● Complete the following:
**A.** According to the webinar page, what workflow manager was used to implement the PRS workflow?
**B.** Please rewrite the part of the webinar page that begins at "tARGET AUDIENCE" and ends after "PRS use case.", renaming "Data and Analytics" to "Data Science".
**C.** List every person named on the webinar page.

● Text:
- - - - - - -

Date: 31 January 2023
Time: 16:00 - 17:00 CET
Slides: Federated analysis for polygenic risk scores
Contact: Marta Lloret Llinares, Mamana Mbiyavanga
Overview
Polygenic risk scores (PRS) provide an estimate of an individual’s disposition to a trait or complex disease which are calculated as the sum of the risk alleles weighted by the effect size estimate of the genome-wide association study data on the phenotype. PRS scores help in understanding the shared aetiology of certain traits and also in risk prediction and prevention of certain diseases.
As a part of the CINECA project we have been working on the development of a demonstrator of federated genetic analyses utilising a computational pipeline for PRS analysis. We have implemented this workflow using Nextflow, a modular and reproducible workflow manager that can be deployed and autoscaled to many different working environments including Slurm-based clusters and Kubernetes deployed using AWS amongst other computing environments. In this webinar, we will provide an overview of this PRS pipeline utilising the CINECA UK1 synthetic dataset, derived from the 1000 genomes project, as a demonstrator. As part of the work package we will further extend the demonstrator to other datasets and GWAS workflows, and integrate it to be run in a federated setting utilising the GA4GH guidelines on using Beacons for data discovery along with AAI passports for data access authorisation and deployments.
tARGET AUDIENCE
Computational biologists or similar interested in federated analysis and polygenic risk scores.
Format
Public webinar
About the speakers
Will Rayner is the head of the Data and Analytics group at the Institute of Translational Genomics in the Computational Health Department at Helmholtz Munich. He is interested in all aspects of data management and data privacy and has been leading the CINECA WP4 PRS use case.

- - - - - - -

● Data extract:
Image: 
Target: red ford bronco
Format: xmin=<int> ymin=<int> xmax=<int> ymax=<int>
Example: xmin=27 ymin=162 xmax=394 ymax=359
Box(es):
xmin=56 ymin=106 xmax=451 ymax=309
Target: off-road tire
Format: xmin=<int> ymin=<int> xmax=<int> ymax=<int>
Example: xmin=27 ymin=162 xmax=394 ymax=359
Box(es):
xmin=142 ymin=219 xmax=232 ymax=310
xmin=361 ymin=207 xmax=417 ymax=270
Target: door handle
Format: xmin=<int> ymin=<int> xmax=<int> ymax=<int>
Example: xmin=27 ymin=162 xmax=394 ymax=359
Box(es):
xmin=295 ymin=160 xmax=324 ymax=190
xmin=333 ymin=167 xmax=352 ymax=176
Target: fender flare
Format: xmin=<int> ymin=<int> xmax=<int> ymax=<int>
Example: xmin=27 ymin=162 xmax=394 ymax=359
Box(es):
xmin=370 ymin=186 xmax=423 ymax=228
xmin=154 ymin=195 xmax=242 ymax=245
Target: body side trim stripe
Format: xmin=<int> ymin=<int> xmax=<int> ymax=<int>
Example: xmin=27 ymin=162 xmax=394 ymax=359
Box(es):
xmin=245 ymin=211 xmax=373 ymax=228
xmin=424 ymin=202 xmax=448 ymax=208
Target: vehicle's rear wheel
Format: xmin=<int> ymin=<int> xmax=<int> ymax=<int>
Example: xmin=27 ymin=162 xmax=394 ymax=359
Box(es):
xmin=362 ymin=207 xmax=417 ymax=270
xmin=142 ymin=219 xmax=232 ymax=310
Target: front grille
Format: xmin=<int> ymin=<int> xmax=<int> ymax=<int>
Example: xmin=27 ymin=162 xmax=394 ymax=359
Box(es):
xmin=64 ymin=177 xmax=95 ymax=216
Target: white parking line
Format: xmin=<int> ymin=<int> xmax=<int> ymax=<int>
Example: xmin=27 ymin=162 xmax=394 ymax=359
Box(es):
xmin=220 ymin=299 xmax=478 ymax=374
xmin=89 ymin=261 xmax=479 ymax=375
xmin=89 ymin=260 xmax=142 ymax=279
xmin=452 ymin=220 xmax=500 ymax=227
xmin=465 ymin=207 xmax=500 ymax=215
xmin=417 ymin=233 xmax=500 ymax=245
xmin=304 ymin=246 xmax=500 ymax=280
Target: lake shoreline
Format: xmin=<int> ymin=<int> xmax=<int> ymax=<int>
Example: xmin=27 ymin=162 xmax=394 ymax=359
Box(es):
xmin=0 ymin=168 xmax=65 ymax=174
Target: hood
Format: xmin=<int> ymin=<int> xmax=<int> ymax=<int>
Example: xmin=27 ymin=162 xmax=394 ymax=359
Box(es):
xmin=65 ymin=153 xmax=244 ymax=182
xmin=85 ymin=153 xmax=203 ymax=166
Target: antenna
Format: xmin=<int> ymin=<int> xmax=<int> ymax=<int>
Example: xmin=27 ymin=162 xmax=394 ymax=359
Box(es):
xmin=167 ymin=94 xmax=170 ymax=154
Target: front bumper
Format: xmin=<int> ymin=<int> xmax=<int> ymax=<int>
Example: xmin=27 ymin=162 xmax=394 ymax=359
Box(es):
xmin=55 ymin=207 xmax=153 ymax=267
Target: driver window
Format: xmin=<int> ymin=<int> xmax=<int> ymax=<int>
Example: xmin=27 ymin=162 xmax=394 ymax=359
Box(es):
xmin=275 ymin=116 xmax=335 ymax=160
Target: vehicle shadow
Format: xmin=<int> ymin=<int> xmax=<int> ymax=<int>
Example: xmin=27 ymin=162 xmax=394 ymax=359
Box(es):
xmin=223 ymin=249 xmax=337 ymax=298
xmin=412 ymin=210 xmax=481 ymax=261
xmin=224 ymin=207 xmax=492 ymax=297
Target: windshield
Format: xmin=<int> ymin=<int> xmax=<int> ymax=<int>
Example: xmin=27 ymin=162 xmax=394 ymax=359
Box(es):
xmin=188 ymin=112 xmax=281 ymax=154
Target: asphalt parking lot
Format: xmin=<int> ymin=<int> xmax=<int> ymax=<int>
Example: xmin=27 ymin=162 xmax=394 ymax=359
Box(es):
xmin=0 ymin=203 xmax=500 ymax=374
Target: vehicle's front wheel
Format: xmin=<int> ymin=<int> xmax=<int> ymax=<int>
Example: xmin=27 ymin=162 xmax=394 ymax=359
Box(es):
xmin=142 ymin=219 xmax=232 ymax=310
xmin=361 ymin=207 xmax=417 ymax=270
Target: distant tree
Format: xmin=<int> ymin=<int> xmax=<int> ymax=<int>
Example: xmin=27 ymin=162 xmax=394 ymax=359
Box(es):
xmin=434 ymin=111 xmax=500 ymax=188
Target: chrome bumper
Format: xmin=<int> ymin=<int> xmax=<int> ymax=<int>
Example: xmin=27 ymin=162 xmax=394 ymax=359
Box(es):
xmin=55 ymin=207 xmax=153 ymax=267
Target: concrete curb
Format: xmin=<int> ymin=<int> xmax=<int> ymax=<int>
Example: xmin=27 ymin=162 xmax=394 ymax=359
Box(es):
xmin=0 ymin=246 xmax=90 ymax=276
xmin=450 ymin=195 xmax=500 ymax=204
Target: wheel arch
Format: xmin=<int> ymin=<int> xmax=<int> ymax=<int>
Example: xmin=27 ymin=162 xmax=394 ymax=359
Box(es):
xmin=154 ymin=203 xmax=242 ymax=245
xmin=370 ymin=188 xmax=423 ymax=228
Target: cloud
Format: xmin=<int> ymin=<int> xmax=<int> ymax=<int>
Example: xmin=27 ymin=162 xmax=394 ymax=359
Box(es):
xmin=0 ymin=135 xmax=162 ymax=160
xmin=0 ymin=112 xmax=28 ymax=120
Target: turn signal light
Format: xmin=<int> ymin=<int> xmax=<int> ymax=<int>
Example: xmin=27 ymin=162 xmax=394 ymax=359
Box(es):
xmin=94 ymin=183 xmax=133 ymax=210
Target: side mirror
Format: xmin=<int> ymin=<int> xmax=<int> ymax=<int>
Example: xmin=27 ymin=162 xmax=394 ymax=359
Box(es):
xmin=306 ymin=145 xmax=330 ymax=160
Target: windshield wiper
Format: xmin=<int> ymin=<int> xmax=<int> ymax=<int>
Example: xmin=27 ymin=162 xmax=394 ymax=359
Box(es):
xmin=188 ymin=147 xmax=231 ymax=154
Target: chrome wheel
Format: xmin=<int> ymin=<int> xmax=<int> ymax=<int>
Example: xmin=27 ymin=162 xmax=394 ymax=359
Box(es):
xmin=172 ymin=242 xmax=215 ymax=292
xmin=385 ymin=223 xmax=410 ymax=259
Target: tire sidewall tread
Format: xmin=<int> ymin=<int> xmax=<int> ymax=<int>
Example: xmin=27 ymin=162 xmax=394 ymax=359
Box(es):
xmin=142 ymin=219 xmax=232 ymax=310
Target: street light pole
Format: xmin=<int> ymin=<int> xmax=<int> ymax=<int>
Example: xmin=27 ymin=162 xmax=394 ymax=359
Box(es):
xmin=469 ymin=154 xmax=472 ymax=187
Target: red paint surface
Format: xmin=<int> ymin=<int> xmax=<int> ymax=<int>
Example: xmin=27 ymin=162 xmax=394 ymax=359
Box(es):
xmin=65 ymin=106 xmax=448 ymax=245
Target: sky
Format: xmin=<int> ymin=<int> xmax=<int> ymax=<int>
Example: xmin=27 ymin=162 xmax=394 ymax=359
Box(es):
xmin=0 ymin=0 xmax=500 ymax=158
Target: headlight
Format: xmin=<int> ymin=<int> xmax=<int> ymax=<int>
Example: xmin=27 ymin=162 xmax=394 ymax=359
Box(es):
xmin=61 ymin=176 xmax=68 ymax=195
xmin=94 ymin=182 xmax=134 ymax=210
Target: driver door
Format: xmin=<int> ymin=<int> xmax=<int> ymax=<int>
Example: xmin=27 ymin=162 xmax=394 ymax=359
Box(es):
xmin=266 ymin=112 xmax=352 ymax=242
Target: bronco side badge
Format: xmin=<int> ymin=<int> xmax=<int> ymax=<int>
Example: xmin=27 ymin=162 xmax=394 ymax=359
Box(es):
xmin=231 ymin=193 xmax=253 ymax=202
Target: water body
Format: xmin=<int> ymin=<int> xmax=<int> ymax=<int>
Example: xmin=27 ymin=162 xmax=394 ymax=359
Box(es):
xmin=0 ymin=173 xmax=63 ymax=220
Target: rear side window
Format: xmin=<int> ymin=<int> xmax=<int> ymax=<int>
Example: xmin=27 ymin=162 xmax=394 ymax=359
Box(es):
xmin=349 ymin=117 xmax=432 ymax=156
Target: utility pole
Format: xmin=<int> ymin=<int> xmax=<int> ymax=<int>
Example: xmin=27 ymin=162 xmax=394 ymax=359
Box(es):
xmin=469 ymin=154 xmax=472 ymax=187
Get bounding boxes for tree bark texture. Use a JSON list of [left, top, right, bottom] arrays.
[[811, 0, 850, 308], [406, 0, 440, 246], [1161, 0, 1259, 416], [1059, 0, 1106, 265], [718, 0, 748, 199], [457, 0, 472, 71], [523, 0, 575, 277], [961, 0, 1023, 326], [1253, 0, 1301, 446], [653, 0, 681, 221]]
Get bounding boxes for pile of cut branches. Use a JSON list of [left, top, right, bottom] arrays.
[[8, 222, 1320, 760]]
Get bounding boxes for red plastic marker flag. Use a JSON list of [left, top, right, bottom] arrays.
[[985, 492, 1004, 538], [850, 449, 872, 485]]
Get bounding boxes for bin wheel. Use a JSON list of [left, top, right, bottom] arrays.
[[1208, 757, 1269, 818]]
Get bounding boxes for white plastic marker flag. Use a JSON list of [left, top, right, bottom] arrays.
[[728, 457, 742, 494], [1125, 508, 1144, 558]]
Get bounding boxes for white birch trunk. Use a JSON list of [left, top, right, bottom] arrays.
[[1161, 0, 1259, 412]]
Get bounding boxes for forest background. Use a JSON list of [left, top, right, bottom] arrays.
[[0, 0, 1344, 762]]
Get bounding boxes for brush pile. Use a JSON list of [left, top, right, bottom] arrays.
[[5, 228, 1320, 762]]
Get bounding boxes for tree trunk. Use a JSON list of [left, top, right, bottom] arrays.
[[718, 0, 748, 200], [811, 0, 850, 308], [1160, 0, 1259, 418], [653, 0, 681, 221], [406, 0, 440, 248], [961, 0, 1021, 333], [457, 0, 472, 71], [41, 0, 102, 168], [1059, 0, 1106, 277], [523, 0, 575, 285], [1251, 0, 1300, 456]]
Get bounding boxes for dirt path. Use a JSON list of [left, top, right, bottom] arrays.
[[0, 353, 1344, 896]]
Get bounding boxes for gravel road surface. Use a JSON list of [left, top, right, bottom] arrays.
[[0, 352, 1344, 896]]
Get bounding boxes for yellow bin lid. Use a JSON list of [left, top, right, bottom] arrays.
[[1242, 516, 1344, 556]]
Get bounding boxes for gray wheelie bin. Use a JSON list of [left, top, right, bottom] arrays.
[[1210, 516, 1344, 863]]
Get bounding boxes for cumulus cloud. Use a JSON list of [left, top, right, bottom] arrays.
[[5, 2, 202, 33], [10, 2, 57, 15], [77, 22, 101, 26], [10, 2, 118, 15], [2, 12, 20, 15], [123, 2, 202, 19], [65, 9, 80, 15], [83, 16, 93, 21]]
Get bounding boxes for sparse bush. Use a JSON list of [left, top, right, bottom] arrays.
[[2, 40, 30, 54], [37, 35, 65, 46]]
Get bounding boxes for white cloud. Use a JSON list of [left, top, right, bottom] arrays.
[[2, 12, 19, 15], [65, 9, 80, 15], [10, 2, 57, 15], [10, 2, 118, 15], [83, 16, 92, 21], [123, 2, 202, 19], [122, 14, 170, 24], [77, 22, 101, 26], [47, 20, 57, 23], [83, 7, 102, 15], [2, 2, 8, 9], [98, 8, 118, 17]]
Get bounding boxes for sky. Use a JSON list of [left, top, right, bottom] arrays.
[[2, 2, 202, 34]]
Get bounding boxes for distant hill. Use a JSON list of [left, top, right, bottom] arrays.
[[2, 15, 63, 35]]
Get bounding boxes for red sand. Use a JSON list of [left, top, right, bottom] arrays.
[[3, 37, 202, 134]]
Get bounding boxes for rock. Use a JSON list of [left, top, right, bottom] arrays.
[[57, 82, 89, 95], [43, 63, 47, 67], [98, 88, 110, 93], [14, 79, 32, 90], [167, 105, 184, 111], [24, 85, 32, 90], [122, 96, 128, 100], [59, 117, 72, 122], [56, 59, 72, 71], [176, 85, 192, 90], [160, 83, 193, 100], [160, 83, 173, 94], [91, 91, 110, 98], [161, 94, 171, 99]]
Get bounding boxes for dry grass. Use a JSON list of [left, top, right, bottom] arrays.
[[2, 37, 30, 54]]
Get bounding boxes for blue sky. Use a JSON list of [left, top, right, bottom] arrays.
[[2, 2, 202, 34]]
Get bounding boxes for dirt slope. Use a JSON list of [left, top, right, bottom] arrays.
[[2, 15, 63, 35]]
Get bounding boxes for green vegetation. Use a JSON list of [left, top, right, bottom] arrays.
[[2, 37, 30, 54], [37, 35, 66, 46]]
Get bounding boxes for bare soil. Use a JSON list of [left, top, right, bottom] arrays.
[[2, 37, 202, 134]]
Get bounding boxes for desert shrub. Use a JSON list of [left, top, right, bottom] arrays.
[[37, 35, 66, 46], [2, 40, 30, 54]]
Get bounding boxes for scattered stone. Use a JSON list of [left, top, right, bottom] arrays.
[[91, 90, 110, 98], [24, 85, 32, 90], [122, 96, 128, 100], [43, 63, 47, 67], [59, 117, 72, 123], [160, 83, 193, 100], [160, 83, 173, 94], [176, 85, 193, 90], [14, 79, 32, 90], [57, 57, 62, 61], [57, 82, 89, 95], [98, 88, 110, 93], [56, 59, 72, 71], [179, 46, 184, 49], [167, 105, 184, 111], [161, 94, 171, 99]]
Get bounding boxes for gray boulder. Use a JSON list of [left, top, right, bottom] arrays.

- - - - - - -

● Problem solutions:
**A.** Nextflow

**B.**
tARGET AUDIENCE
Computational biologists or similar interested in federated analysis and polygenic risk scores.
Format
Public webinar
About the speakers
Will Rayner is the head of the Data Science group at the Institute of Translational Genomics in the Computational Health Department at Helmholtz Munich. He is interested in all aspects of data management and data privacy and has been leading the CINECA WP4 PRS use case.

**C.** Marta Lloret Llinares, Mamana Mbiyavanga, Will Rayner